TO DO => Collect every line in the records below that contains the word "orange", and copy each line out in full.

EXERCISE INPUTS =>
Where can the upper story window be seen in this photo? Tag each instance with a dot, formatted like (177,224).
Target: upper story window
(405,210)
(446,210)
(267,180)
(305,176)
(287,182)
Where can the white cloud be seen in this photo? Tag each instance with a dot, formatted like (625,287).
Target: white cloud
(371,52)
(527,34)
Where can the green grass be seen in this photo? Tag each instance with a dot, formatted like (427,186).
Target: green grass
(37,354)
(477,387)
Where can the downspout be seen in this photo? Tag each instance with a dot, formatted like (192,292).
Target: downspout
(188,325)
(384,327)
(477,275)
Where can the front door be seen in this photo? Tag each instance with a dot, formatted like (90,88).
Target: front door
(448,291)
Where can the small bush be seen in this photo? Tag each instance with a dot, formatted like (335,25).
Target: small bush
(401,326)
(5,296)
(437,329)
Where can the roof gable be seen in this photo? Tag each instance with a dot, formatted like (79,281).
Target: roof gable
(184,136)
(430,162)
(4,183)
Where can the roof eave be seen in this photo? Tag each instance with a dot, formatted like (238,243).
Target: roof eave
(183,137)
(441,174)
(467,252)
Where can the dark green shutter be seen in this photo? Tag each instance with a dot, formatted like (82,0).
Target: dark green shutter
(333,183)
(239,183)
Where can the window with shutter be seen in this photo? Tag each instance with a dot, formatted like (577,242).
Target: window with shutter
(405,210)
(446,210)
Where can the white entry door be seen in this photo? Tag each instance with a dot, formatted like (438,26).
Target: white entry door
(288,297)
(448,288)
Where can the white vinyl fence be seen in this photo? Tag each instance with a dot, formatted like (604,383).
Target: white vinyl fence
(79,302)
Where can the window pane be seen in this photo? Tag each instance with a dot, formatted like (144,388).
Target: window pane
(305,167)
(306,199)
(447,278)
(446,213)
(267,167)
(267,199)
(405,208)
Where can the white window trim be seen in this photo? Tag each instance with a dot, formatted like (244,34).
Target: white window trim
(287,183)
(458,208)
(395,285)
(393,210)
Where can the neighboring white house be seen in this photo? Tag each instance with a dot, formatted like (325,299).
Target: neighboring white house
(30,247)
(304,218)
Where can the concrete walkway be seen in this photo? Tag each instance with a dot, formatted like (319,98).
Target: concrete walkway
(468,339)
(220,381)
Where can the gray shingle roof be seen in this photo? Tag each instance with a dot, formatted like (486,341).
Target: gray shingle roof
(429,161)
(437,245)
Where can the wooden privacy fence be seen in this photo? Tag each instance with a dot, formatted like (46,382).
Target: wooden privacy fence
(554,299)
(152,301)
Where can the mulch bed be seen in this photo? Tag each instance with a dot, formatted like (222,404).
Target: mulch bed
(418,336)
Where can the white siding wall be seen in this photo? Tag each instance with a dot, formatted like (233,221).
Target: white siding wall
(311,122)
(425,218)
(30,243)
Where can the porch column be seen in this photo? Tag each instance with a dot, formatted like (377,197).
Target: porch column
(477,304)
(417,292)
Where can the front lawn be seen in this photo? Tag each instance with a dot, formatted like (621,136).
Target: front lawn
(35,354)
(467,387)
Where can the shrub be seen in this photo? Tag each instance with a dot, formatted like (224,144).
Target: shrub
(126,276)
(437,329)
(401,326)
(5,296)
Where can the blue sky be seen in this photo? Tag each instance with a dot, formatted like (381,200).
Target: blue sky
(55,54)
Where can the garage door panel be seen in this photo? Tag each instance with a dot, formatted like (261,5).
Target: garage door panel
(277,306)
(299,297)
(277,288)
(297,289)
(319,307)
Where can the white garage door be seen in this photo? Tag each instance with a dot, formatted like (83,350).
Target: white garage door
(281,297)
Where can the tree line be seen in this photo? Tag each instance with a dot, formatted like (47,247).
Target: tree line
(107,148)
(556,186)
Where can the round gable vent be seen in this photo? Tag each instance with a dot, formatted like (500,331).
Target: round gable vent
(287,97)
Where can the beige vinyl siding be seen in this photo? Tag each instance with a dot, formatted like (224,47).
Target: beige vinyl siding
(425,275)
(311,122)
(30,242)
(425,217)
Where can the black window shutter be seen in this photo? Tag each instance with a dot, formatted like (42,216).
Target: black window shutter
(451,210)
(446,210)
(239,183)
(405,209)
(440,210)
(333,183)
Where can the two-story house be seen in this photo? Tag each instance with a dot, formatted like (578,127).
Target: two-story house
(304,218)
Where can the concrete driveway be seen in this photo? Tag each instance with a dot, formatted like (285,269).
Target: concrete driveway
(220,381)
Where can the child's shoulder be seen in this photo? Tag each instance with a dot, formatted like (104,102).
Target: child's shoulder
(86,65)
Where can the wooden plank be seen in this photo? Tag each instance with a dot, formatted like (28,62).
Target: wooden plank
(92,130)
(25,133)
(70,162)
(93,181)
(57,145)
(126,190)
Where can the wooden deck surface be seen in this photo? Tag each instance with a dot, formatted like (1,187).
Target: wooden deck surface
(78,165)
--
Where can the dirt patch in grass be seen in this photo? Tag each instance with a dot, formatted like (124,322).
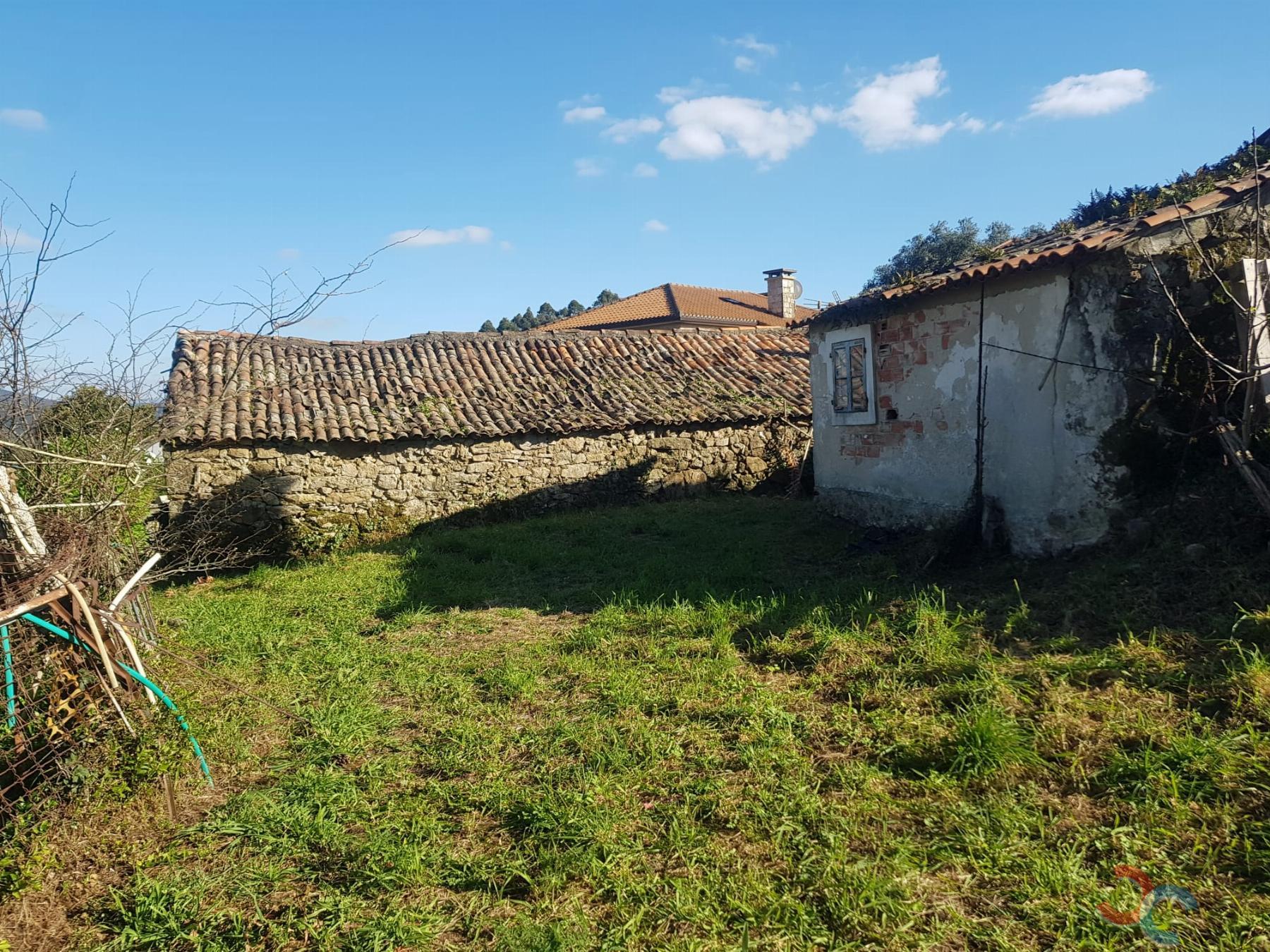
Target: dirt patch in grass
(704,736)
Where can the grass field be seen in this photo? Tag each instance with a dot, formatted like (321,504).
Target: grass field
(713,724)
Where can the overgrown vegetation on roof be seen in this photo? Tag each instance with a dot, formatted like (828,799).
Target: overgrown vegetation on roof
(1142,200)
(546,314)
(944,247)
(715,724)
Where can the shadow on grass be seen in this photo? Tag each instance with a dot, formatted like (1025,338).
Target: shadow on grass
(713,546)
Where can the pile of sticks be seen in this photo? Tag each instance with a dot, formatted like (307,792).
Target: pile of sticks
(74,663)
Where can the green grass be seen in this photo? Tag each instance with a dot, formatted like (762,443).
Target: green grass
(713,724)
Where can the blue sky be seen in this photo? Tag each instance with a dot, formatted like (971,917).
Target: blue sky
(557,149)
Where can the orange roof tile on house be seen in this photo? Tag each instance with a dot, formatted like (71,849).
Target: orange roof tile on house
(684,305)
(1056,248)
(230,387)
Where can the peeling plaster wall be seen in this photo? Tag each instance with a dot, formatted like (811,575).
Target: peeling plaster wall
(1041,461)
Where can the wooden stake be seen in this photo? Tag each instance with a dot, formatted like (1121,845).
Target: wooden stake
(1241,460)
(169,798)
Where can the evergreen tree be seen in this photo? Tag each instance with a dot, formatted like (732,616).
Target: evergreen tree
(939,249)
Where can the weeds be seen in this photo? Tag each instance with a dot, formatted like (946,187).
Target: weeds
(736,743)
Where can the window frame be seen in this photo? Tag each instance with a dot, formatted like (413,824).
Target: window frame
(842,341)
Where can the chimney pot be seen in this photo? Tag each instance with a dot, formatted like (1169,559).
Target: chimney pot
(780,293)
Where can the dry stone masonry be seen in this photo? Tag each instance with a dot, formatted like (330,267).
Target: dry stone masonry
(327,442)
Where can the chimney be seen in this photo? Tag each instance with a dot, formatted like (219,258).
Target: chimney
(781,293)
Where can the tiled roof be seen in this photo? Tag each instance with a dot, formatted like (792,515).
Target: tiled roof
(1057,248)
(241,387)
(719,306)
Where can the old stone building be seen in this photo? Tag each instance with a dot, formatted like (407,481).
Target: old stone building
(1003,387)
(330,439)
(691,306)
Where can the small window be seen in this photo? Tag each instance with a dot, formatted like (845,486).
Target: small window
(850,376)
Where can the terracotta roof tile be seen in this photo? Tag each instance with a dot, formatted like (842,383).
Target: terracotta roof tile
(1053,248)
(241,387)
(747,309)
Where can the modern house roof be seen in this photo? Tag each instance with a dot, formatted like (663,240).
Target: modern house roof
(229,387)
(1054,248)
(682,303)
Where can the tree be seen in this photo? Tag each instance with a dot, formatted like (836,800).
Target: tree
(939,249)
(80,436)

RESPONSE =>
Where can the orange roof tile on house be seen in this photo? Tag each instance with a dot, formatted like (71,849).
Target: orange roof tile on house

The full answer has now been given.